[Dataset excerpts]

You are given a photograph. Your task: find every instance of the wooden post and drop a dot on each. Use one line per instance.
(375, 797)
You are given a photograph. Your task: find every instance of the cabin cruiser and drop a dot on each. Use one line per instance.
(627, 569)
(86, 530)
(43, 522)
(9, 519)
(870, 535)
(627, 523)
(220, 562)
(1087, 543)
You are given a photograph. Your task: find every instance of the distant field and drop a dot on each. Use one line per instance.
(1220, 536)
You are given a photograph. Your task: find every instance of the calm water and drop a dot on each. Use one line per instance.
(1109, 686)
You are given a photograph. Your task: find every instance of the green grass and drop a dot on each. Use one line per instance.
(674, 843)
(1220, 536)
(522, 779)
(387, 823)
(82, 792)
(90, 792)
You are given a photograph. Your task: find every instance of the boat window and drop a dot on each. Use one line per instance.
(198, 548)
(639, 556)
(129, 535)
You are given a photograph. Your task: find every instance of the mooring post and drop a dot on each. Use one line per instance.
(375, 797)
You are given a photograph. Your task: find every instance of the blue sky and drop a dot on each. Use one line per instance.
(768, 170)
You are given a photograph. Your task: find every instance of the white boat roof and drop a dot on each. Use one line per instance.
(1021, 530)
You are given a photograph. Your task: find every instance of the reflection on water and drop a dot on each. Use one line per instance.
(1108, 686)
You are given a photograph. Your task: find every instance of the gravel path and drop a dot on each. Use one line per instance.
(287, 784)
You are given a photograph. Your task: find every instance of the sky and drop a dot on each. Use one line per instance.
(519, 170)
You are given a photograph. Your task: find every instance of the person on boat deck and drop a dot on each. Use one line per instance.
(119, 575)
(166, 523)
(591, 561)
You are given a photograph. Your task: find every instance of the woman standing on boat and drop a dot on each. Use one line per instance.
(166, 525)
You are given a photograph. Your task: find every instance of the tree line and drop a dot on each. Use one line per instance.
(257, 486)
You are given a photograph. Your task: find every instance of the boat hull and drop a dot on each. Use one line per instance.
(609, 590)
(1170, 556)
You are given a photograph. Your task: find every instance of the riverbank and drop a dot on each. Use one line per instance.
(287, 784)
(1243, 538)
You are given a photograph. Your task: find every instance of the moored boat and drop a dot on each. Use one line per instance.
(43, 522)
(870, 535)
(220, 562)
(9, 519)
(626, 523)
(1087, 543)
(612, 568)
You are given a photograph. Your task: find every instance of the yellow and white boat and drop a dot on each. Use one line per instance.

[/Dataset excerpts]

Task instructions: Output the listing once more. Leave each word as it stands.

Answer below:
You are given a photograph. Your task: find every instance of the wooden post and drop a dot on each. Use one line per instance.
(375, 797)
You are given a photograph. Your task: find every instance of the cabin cruiser and drop a dot on each. Use one line per instance.
(627, 569)
(86, 530)
(43, 522)
(9, 519)
(870, 535)
(627, 523)
(220, 562)
(1087, 543)
You are given a photograph. Your task: find every instance of the distant field and drop a dot on each. Use one line per instance.
(1220, 536)
You are given a photograph. Your task: find every instance of the calm water and drop a dot on each. Use one line per instance.
(1109, 686)
You are given a photograph. Your task: find every instance of the green grass and drop a dot on each. Use one line per instance.
(674, 843)
(1220, 536)
(522, 779)
(387, 823)
(82, 792)
(90, 792)
You are given a photograph. Your task: find every instance of the boat window and drop a dot on each. Use one line per instance.
(198, 548)
(639, 556)
(129, 535)
You are given a photograph. Your task: find every instance of the mooring post and drop a dot on each. Use one line per instance.
(375, 797)
You are given a photograph. Your task: find every instance of the blue sky and drop a dot on each. Use one line per instance.
(768, 170)
You are given a photograph. Your task: find every instance of the white boat roof and drop a dot on each. Use one line per instance.
(1021, 530)
You are given a photograph. Your task: find every instance of the reflection on water and drop a dot on each. Use one line per instance.
(1108, 686)
You are given a photograph. Your task: find every instance of the gravel path and drop a dot on each. Use one line per instance.
(287, 784)
You are given a photograph. Your task: find every instance of the sky and drop a dot on each. Use one line per instance.
(519, 170)
You are given a photograph. Your task: find every instance of the person on boat deck and drop a dot on each. Use one line per instance.
(119, 575)
(166, 523)
(591, 561)
You are given a photograph. Your task: find every instance of the woman standing on boat and drop a dot on each. Use one line per instance.
(166, 525)
You are given a photograph. Your task: find every instance of the tree line and drop a dot on each. Use one line per instance.
(257, 486)
You are given a photograph. Your task: find every instance of the boat hull and drop a dot on each. Use one line per instance.
(609, 590)
(1170, 556)
You are given a photograph. Your task: find every instance of the riverbank and drop a dot on each. Use one line per instance.
(287, 784)
(1243, 538)
You are given a photograph. Your task: find every instance of the moored boat and drop a dot on each. Use one line per instance.
(43, 522)
(870, 535)
(220, 562)
(9, 519)
(626, 523)
(1087, 543)
(612, 568)
You are given a photograph. Your task: find every instance of the yellow and white boat and drop a dot on each. Use one line per instance.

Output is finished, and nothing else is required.